### Page text
Segment Open

I Didn’t Land Here. I Clawed My Way Up. A Therapist for High Achievers on Resilience, Reinvention, and the Real Cost of Ambition.
- meaganyarmey
- May 21
- 3 min read
By Dr. Meagan Yarmey, PhD, MA, MSW, RSW
Psychotherapist | Social-Personality Psychologist | Career Mental Health Specialist

If you’ve ever done everything “right”—followed the credentials, climbed the ladder, moved cities for the dream job—and still found yourself asking, Is this really it?, you’re not alone. And you’re not crazy.
I’m a solo parent to a teenager I admire deeply—sharp, kind, curious—and together, we’ve relocated twice in pursuit of a life with more opportunity, more alignment, and more room to breathe. When my son was two, I went back to school with the support of my parents. It wasn’t easy, but it was the first big decision I made that honored both my ambition and my values. I’ve been making those kinds of decisions ever since.
We moved to the city for a promising leadership role: a job that checked all the boxes—title, skill alignment, impact. I became the inaugural Director of Wellbeing at a prestigious independent girls’ school. The work was meaningful, and I poured myself into it. But sometimes the box you work so hard to get into isn’t the one meant to hold you. Despite best intentions, the institutional fit wasn’t right. The culture wasn’t aligned. During this time, I also lost my brother—amid pandemic restrictions that kept us from being together in his final days. That grief landed hard, layered under a move, a new job, and the pressure of solo parenting in a new city. The role ended, and I was left navigating personal loss, professional upheaval, and rebuilding my practice—starting over, again.
Here’s the truth that doesn’t fit neatly on a CV:
I’ve been in the rooms where ceilings don’t crack no matter how many credentials you collect. I’m part of the first generation of women promised a seat at the table, only to find it was standing room only. And I’ve lived the subtext that high achievers often carry: If I just work harder, they’ll see me.
Here’s what saved me:
Studying Buddhist philosophy while buried in graduate statistics.
Practicing Zen Shiatsu while immersed in social cognition theory.
Rebuilding a life that honours both body and brain.
And learning that sometimes, the most radical thing you can do is rest.
My background is rooted in social psychological research, teaching psychology students at the university level and supervising new clinicians. I’ve worked in campus mental health, private practice, and high-stakes performance spaces. I’ve bent, contorted, and evolved. Not because I had to prove myself—but because life required it. Psychological flexibility isn’t just something I teach—it’s something I’ve lived.

Segment Closed

### Dataset entries
Segment Open

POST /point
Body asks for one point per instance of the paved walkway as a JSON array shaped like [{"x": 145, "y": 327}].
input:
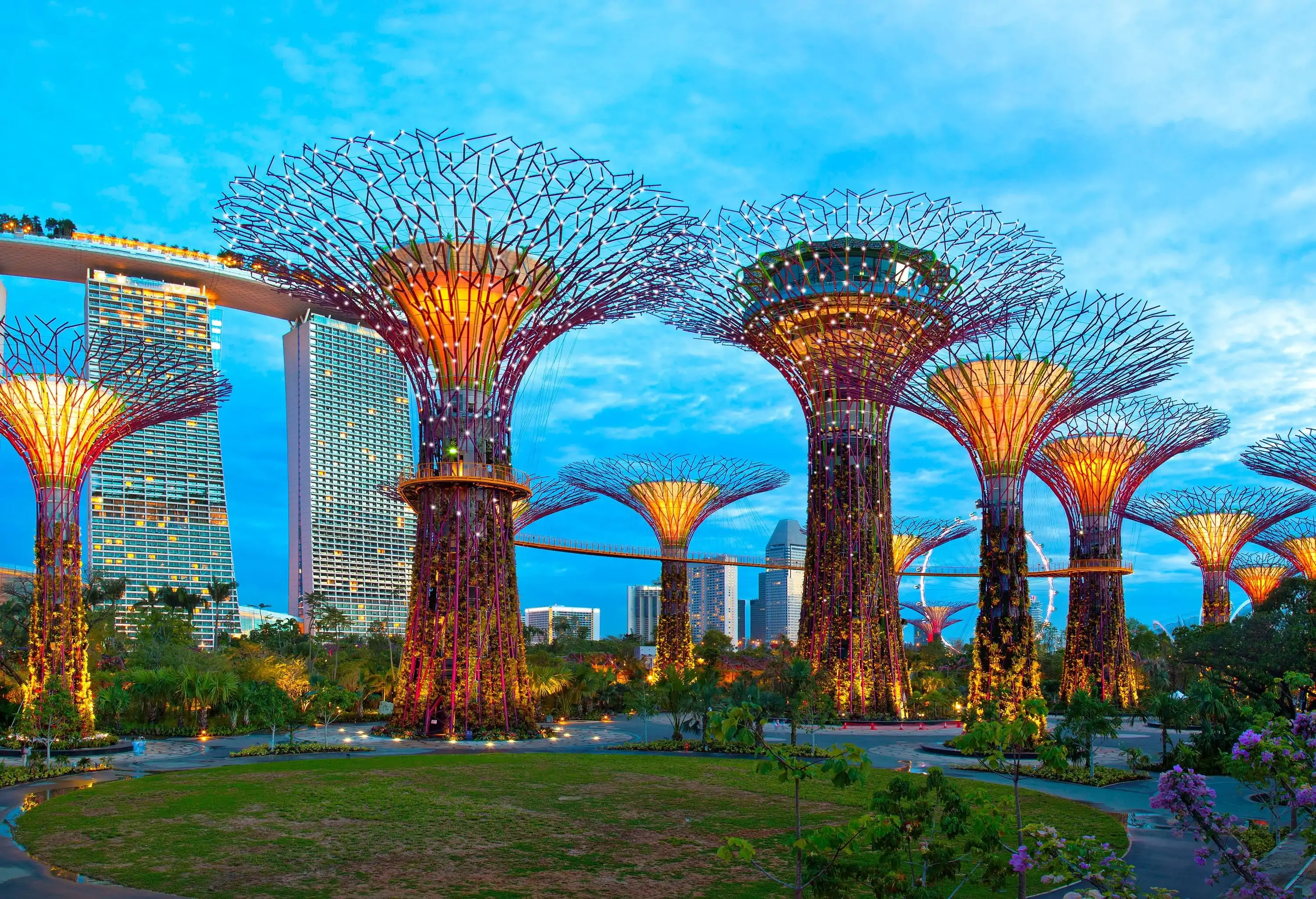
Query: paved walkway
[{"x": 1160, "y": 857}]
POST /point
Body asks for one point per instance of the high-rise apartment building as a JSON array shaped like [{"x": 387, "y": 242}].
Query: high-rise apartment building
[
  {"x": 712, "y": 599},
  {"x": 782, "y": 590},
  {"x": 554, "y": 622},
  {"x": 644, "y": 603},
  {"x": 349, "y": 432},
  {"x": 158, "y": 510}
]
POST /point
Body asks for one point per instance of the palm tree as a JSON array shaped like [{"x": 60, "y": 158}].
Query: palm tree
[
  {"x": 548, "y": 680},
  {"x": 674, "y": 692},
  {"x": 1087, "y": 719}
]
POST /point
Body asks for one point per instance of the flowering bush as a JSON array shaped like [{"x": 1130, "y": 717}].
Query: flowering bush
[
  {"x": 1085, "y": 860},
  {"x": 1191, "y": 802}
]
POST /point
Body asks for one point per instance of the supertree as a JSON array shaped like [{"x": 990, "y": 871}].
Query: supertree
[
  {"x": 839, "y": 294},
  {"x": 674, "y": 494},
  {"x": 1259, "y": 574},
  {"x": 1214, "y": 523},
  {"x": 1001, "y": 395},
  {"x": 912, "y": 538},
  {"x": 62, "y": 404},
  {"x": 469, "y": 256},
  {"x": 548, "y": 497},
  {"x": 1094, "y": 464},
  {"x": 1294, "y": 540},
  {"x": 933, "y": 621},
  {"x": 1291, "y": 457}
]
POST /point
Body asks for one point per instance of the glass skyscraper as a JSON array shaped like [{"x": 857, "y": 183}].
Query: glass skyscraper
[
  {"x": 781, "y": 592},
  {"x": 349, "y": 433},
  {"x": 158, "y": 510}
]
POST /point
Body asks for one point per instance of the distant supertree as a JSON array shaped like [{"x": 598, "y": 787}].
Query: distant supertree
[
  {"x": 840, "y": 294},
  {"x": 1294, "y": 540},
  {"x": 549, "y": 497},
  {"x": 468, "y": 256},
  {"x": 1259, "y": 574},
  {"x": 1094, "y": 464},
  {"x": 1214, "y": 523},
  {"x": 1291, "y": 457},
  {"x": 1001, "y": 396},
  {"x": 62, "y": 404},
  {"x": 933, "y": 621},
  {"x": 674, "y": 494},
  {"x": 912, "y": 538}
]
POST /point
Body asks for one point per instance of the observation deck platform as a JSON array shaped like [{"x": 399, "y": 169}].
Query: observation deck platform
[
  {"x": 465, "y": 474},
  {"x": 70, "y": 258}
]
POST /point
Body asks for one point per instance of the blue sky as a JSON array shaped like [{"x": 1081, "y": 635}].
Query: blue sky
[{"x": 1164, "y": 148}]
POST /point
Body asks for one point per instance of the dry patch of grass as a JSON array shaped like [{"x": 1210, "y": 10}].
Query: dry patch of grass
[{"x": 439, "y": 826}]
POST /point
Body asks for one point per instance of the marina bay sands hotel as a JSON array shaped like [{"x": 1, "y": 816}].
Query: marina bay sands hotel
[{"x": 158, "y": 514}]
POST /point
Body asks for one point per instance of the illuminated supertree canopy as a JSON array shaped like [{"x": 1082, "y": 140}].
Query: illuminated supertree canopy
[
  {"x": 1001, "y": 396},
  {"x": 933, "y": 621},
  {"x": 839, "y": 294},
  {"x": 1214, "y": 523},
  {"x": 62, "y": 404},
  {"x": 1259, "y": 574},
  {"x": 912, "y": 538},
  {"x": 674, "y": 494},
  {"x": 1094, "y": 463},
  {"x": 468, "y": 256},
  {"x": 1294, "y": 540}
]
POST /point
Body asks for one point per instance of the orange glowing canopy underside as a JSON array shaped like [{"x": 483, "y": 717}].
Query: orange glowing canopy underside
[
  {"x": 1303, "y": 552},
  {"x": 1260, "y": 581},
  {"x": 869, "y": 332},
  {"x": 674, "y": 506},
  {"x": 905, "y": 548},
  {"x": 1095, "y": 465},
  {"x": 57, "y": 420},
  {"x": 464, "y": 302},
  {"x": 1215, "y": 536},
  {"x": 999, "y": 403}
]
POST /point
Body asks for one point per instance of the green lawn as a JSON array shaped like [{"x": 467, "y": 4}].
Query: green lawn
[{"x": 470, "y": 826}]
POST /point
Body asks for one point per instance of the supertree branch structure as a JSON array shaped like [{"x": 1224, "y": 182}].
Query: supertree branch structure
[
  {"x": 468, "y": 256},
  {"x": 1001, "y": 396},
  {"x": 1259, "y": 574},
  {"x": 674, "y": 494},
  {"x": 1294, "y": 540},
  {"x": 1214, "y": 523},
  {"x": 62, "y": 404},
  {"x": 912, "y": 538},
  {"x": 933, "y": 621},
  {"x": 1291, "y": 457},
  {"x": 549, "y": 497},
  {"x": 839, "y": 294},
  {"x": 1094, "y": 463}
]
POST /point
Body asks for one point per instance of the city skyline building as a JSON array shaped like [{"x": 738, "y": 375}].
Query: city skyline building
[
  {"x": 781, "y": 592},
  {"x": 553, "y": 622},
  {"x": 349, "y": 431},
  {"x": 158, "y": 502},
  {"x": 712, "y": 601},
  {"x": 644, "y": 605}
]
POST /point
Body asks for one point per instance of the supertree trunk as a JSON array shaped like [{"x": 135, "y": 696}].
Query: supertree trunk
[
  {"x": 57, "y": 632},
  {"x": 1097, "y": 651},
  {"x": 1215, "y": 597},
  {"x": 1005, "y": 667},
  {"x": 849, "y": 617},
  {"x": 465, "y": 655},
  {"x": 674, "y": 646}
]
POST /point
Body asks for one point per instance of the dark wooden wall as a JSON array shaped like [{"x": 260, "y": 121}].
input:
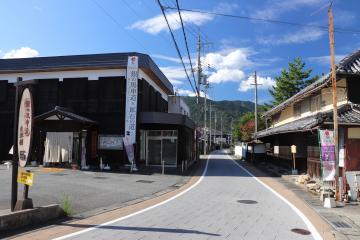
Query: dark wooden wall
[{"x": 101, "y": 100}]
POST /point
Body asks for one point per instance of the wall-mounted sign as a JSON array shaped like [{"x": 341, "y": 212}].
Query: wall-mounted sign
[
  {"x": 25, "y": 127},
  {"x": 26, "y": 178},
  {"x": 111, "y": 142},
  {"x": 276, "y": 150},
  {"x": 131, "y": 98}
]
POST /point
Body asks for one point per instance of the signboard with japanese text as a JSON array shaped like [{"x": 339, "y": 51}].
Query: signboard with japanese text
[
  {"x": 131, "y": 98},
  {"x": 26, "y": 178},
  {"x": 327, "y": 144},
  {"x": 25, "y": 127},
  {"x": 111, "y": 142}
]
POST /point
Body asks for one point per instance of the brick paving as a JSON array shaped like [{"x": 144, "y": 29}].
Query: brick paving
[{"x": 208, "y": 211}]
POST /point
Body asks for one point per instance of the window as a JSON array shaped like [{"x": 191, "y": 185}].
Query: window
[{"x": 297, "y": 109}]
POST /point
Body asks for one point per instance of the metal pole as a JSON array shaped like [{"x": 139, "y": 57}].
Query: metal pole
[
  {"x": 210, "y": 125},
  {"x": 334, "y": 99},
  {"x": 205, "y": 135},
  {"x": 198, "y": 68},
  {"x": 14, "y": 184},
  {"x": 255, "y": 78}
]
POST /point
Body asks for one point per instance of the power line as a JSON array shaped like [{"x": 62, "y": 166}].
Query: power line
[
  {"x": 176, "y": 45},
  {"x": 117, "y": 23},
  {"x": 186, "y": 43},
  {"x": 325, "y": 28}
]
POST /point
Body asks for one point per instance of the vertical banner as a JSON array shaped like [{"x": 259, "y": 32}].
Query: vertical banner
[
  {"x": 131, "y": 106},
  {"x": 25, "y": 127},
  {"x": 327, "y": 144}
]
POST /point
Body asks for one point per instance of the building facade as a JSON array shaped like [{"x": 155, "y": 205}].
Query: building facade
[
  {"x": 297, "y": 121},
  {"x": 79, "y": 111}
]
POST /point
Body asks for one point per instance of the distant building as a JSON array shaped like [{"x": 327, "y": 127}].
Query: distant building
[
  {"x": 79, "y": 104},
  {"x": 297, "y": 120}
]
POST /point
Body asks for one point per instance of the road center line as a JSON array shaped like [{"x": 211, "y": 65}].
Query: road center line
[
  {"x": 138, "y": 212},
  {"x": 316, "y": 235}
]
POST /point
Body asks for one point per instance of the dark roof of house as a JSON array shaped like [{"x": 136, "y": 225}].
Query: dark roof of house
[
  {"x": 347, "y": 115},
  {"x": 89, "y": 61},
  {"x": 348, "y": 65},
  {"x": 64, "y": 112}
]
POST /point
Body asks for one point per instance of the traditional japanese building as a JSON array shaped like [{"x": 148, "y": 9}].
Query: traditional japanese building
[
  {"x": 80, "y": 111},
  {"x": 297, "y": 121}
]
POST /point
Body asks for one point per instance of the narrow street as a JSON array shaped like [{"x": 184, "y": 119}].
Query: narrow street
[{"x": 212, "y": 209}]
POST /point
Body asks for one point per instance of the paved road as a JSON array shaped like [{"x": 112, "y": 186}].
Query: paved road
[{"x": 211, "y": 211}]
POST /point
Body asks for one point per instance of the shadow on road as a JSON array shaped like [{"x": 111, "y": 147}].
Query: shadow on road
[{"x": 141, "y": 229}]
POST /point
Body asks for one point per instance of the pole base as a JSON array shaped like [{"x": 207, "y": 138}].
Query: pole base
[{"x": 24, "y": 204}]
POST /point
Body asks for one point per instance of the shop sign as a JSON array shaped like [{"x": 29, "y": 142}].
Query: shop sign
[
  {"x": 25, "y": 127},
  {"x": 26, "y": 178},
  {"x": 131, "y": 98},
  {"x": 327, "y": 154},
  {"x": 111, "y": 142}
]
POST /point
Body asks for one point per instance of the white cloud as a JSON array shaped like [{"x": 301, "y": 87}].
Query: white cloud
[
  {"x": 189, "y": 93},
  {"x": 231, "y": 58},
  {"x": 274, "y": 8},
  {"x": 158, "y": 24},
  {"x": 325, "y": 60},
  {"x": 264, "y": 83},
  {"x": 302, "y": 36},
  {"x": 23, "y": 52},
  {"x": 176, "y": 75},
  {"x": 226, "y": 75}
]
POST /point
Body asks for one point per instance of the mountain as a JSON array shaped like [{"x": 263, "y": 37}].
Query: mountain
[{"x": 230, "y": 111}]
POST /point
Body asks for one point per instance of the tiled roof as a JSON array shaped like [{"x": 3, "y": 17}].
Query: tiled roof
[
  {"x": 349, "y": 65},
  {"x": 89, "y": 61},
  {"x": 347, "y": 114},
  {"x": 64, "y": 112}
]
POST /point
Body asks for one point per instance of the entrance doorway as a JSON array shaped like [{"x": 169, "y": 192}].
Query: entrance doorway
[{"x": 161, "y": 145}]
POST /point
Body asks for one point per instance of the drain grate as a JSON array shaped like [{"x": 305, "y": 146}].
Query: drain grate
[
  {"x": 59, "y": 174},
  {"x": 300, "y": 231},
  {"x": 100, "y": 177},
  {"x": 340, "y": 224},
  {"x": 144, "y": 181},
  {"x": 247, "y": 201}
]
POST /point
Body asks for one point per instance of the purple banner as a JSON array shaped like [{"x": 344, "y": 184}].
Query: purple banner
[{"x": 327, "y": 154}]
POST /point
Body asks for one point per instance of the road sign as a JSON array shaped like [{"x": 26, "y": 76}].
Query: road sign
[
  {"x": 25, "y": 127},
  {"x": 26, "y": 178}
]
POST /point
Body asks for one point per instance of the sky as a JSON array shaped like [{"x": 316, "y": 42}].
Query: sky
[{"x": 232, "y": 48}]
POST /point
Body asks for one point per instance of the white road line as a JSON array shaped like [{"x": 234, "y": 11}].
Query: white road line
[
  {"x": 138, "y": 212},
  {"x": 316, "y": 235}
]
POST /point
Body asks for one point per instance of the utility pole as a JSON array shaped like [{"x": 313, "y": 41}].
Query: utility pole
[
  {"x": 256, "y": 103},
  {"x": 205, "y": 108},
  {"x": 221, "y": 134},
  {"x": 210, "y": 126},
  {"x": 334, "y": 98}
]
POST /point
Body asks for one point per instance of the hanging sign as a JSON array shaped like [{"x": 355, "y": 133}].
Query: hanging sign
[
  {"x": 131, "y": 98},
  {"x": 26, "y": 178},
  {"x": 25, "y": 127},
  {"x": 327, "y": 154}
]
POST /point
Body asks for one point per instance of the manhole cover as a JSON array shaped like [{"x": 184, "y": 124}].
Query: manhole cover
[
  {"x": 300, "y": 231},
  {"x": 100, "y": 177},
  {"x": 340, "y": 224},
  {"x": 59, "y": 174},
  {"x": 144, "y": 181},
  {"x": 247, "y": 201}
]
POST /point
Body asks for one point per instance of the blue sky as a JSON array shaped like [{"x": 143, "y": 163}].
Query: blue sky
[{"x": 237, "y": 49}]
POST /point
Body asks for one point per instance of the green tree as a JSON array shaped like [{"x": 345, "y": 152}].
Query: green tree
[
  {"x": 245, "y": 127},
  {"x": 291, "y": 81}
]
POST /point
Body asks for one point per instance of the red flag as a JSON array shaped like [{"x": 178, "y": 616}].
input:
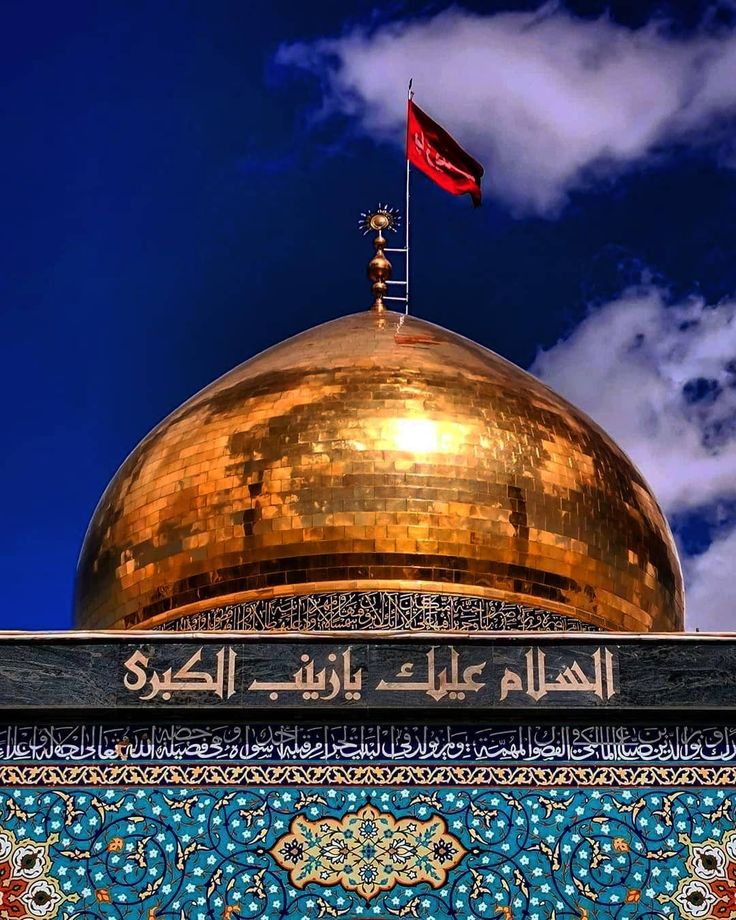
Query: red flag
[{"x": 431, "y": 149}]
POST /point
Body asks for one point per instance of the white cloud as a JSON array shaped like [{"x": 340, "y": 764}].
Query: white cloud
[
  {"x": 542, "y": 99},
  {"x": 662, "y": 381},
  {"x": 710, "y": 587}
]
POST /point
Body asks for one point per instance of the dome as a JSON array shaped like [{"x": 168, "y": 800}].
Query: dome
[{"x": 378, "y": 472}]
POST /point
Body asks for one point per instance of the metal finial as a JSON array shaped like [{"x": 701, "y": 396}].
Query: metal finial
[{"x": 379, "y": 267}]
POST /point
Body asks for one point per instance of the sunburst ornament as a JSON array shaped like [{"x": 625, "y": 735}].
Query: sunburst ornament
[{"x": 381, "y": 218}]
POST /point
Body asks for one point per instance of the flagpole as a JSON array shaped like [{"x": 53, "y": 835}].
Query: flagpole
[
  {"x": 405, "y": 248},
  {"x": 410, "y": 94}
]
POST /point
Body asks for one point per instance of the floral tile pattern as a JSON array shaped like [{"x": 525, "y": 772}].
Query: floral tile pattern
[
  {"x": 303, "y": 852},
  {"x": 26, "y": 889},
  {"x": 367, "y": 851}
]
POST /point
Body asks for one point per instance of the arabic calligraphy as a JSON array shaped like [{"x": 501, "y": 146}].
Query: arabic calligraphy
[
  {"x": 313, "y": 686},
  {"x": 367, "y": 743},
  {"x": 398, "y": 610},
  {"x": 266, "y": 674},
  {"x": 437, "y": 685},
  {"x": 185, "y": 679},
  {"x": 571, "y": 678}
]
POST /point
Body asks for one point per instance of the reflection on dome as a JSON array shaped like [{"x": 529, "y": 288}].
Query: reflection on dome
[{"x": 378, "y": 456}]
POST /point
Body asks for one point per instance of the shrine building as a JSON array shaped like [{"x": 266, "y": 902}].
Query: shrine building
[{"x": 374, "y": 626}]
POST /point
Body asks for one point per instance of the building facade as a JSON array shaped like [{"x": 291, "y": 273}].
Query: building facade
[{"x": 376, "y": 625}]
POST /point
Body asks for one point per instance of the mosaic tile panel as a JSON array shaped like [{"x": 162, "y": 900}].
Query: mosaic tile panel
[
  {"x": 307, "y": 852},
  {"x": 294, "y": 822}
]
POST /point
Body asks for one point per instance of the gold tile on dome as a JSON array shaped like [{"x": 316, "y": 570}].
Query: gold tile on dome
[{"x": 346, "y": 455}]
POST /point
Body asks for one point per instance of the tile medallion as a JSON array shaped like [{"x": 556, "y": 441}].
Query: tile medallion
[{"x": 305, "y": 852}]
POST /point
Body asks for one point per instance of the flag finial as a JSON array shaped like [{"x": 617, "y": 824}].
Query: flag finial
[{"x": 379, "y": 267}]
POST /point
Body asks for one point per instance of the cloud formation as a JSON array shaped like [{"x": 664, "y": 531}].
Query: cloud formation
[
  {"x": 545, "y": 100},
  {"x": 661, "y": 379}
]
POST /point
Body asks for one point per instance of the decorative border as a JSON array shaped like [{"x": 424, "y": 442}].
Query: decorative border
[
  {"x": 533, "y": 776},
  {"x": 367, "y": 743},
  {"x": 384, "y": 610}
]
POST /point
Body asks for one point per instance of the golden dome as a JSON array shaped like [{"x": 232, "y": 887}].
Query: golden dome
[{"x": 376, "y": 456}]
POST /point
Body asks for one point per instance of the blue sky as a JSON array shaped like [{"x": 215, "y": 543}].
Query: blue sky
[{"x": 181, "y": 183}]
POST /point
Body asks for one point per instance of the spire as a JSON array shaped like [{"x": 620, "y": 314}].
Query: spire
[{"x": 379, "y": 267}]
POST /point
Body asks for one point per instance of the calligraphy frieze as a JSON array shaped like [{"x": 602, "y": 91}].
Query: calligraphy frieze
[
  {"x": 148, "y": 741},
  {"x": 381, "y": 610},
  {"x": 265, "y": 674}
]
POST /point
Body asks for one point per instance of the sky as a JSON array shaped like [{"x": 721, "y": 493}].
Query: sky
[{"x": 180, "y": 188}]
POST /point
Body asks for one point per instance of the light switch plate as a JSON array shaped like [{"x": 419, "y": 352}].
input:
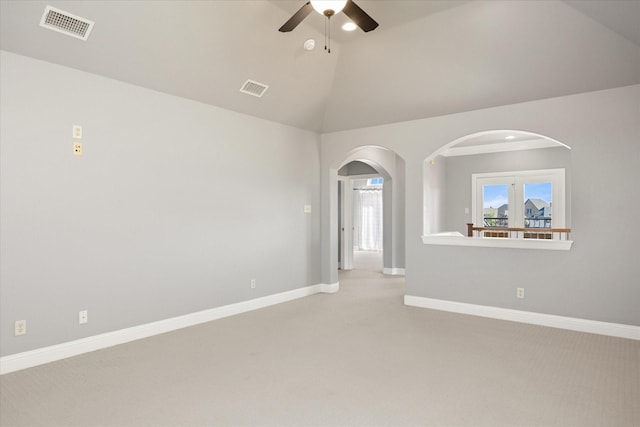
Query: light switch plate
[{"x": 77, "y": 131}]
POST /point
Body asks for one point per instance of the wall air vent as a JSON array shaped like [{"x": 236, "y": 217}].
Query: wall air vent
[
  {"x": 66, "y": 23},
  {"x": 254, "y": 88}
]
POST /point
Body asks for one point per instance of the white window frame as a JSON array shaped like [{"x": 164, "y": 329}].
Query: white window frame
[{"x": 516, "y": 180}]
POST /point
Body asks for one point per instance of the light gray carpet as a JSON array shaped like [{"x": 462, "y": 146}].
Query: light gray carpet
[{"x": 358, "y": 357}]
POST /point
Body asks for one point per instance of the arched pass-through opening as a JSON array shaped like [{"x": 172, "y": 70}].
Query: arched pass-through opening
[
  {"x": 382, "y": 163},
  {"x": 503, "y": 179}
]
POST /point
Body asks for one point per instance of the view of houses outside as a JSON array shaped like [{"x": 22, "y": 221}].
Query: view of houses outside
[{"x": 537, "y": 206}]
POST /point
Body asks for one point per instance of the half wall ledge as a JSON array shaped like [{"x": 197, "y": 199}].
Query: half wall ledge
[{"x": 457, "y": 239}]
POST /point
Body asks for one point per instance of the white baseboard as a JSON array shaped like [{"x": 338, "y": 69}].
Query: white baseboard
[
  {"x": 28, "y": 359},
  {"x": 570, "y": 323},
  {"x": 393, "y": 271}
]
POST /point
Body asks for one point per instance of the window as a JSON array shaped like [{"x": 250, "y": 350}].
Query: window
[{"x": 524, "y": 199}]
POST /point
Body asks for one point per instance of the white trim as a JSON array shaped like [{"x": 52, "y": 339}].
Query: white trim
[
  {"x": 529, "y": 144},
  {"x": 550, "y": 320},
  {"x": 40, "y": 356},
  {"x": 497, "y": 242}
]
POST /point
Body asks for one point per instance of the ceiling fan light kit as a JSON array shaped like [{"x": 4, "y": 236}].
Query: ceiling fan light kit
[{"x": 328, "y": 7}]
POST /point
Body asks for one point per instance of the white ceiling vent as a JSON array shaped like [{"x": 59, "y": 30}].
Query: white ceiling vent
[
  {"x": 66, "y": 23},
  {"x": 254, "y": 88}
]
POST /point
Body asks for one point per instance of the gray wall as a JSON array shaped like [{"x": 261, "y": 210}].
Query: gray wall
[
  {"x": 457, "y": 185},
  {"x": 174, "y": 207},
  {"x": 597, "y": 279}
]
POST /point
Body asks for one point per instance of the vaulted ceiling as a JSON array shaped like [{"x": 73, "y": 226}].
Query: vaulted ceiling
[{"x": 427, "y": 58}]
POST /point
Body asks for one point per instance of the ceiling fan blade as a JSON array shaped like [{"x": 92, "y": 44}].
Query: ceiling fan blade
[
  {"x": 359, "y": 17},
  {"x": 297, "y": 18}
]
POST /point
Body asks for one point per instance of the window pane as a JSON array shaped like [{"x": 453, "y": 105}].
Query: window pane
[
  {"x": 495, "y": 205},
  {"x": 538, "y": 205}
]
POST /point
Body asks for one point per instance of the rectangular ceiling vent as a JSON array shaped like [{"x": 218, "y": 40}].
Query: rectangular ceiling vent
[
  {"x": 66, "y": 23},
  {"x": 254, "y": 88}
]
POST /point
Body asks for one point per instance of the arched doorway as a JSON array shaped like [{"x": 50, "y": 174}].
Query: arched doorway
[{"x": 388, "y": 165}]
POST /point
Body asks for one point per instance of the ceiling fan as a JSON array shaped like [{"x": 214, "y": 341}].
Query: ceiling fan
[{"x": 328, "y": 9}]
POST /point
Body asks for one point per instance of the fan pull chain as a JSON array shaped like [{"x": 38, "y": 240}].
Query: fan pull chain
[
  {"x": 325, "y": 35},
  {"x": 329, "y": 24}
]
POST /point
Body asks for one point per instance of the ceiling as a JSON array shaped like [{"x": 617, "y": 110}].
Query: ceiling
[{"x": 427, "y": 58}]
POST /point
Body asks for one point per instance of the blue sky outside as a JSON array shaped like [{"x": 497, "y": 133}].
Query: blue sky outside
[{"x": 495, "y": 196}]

Segment Closed

### Study questions
1. In the article on resilience and ambition, what role did the writer take at the independent girls' school?
2. Rewrite the part of the article on resilience and ambition that opens with the words containing "Rebuilding a life" and closes with "something I’ve lived.", swapping "Psychological flexibility" for "Mental flexibility".
3. Extend the article on resilience and ambition, starting right after its last sentence.

### Results of the exercise
1. She became the inaugural Director of Wellbeing.

2.
Rebuilding a life that honours both body and brain.
And learning that sometimes, the most radical thing you can do is rest.
My background is rooted in social psychological research, teaching psychology students at the university level and supervising new clinicians. I’ve worked in campus mental health, private practice, and high-stakes performance spaces. I’ve bent, contorted, and evolved. Not because I had to prove myself—but because life required it. Mental flexibility isn’t just something I teach—it’s something I’ve lived.

3.
I know the quiet disorientation that comes from professional transitions and personal upheaval. I know the emotional labor of caregiving while managing career curveballs. And I know the invisible pressure that comes from being part of the first mass generation of women in higher education, trained to believe that if we worked hard enough, we’d be recognized—only to bump up against ceilings we didn’t install.
My clinical work is about helping people come back to self-trust and self-worth, especially when they’ve been tested. I support high performers, deep feelers, and those navigating midlife shifts who are ready for change—but want a therapist who gets it.
Resilience isn’t a buzzword here. It’s a skill. And like all skills, it gets stronger with practice, support, and room to breathe.
If you’ve ever felt like you’re doing life with one foot on the gas and one hand holding everything together, I’m here to help you put both hands back on the wheel—with clarity and compassion.
Because transformation isn’t about pushing harder. It’s about finding your footing.
References:
Gollwitzer, P. M., & Oettingen, G. (2011). Planning promotes goal striving. In K. D. Vohs & R. F. Baumeister (Eds.), Handbook of Self-Regulation: Research, Theory, and Applications.
Kabat-Zinn, J. (1990). Full Catastrophe Living: Using the Wisdom of Your Body and Mind to Face Stress, Pain, and Illness.
Hayes, S. C., Strosahl, K. D., & Wilson, K. G. (1999). Acceptance and Commitment Therapy: An Experiential Approach to Behavior Change.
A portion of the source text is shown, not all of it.